++++ Exercise input
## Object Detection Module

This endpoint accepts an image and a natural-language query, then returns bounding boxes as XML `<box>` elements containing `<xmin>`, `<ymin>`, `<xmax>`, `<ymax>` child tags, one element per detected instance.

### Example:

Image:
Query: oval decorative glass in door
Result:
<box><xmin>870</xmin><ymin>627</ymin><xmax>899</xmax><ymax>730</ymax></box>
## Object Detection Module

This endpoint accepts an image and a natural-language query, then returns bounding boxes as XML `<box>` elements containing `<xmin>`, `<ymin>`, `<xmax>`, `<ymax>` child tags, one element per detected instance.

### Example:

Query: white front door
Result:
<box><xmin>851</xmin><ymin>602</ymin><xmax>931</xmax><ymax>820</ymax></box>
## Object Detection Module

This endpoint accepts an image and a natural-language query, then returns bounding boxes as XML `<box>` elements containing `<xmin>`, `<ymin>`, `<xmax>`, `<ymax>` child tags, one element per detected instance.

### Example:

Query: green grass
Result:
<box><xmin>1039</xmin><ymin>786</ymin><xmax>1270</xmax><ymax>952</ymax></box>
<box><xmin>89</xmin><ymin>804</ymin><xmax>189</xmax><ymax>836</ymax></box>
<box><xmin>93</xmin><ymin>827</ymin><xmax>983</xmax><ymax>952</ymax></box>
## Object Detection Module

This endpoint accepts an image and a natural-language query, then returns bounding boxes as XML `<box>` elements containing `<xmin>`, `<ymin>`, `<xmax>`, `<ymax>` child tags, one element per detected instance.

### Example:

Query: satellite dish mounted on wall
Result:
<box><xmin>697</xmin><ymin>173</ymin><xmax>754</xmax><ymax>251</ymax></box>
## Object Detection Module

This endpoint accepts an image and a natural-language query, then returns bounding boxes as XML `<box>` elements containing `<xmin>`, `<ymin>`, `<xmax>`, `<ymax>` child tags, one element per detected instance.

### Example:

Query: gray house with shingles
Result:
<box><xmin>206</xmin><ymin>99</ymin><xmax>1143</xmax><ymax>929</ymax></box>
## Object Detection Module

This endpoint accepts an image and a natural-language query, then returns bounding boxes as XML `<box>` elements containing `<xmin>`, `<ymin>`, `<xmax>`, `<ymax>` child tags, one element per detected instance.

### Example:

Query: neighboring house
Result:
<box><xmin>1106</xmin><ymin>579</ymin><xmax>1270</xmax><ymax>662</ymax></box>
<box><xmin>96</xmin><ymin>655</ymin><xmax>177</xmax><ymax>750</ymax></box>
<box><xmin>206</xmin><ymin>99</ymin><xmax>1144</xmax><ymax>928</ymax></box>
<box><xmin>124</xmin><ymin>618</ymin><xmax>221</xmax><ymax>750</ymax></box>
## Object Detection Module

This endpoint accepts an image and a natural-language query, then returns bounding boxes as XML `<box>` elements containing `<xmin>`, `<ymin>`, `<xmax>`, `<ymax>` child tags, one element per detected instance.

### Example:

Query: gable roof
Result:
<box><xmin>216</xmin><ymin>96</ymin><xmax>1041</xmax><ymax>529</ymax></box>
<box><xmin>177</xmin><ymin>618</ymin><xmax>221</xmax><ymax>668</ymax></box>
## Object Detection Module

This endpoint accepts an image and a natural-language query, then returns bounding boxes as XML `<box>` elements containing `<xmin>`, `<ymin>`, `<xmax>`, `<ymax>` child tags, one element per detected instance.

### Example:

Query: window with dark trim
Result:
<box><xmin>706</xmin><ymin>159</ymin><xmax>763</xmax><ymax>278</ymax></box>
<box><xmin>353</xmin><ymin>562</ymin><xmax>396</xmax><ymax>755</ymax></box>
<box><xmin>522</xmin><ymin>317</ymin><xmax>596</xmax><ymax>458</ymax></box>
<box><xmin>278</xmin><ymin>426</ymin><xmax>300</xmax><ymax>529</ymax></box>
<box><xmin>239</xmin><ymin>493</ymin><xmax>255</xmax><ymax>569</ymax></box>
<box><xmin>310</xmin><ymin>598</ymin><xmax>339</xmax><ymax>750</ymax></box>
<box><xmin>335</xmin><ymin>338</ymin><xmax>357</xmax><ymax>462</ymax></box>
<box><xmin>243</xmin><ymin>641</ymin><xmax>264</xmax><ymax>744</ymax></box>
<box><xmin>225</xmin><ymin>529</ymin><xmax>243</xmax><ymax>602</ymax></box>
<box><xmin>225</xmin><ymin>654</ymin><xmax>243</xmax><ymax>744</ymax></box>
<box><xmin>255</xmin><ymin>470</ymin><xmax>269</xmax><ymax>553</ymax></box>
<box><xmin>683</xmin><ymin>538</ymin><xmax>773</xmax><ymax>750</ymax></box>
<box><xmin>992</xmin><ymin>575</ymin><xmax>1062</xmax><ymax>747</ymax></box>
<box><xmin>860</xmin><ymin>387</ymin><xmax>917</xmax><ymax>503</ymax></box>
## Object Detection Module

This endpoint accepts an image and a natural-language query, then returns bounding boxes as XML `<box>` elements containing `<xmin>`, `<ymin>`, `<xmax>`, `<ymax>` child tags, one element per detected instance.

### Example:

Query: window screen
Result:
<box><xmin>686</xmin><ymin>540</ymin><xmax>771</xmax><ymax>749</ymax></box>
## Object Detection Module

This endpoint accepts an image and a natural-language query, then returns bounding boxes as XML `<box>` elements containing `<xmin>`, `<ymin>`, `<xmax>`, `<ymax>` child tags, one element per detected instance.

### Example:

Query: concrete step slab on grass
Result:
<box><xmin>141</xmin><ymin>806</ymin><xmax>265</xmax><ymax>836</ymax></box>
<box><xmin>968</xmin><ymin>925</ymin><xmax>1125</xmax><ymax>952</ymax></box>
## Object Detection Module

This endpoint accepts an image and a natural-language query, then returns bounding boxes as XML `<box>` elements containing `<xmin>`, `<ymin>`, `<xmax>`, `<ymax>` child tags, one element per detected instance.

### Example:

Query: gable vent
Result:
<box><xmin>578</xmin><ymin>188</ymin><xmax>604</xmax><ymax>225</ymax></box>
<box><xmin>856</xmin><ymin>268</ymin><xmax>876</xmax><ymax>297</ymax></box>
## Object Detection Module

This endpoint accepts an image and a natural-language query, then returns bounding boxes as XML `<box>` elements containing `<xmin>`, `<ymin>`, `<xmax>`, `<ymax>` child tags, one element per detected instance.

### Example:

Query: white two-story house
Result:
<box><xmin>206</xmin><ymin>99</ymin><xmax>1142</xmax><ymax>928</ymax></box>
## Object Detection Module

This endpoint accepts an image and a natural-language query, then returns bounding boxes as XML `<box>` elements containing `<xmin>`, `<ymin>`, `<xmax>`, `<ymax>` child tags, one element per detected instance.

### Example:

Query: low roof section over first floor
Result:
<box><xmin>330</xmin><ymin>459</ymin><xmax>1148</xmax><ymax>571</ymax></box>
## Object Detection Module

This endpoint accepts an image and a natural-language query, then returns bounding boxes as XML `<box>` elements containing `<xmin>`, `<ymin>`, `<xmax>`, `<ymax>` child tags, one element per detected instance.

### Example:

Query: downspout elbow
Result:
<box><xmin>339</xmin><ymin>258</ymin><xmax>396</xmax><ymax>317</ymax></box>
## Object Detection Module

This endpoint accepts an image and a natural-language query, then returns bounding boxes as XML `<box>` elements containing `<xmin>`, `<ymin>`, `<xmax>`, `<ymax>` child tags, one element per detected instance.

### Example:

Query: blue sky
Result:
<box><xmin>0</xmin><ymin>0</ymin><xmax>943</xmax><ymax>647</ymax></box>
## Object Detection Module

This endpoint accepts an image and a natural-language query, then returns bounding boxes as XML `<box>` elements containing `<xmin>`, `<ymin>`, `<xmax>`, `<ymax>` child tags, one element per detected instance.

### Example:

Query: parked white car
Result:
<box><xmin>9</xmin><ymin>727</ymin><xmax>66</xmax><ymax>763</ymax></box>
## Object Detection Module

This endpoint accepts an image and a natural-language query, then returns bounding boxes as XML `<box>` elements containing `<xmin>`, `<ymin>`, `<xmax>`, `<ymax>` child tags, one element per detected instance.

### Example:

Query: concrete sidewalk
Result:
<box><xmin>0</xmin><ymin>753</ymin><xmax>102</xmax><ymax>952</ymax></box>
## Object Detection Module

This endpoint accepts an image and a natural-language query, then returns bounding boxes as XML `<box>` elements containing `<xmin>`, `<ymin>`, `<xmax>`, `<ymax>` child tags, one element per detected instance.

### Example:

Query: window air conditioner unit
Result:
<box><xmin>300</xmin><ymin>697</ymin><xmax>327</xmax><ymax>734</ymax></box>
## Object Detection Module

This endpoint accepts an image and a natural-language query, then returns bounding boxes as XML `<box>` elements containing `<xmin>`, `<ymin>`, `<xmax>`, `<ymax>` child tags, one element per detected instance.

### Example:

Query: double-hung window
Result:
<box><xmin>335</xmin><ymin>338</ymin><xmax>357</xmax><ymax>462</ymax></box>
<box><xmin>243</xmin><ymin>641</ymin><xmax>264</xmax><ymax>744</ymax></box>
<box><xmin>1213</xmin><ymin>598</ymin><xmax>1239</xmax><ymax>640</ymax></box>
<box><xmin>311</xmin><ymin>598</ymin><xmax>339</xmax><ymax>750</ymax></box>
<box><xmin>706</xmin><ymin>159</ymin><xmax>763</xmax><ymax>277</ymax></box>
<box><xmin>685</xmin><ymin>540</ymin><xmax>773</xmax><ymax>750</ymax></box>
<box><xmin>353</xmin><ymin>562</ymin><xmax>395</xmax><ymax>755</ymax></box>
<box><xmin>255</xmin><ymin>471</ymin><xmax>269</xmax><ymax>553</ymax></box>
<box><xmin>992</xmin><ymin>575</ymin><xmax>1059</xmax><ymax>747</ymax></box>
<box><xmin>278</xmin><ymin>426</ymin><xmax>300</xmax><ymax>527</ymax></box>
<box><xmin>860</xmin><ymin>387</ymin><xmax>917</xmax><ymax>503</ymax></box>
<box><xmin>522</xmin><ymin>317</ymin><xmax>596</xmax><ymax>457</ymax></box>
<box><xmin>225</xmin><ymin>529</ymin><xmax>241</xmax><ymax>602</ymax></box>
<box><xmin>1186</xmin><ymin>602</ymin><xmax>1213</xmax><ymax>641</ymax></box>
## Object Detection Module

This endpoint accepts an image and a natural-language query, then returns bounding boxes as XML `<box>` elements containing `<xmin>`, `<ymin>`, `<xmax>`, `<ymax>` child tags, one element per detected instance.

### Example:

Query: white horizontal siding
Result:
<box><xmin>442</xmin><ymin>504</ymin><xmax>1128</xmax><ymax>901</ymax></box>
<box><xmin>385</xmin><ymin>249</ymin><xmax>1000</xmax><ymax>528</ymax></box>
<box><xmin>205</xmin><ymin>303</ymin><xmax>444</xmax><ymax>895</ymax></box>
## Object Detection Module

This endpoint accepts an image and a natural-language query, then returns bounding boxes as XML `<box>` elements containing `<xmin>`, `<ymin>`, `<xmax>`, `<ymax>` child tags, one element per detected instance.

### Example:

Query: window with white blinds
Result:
++++++++
How many lines of the listing above contain the word "white"? Reply with the number alone.

5